> [PROBLEM]: Please copy out each line of the entries in which "reporting" appears.

-- Opening Marker --

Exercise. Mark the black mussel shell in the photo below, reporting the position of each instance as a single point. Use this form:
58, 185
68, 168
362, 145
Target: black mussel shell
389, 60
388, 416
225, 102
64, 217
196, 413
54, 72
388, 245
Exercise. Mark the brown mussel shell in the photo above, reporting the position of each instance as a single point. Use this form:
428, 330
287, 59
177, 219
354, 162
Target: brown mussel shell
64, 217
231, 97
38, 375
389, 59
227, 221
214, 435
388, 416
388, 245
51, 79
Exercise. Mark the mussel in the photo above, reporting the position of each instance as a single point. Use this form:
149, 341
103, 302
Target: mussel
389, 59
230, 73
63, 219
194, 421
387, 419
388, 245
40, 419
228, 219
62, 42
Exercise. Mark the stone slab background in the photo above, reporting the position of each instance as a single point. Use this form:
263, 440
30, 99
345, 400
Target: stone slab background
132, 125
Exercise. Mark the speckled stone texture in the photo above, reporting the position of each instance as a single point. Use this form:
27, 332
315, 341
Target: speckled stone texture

-- Closing Marker --

> [ANSWER SECTION]:
Exercise. Mark the black mussel shell in the photo below, reporting the position of each instance as a single point. Use this form:
Exercise. Mark the brown mussel shell in the photo above, reporting the position of each instance as a single point. Use this form:
Exercise. Mark the mussel in the photo above, reporting the position of each instance as a single point. Use this form:
Exercise. Mark the stone slab background in the photo above, reporting the position of each instance as a single point. Use this form:
Exercise. Mark the speckled stone texture in the photo above, reporting the position of each instance as a single point. Use this form:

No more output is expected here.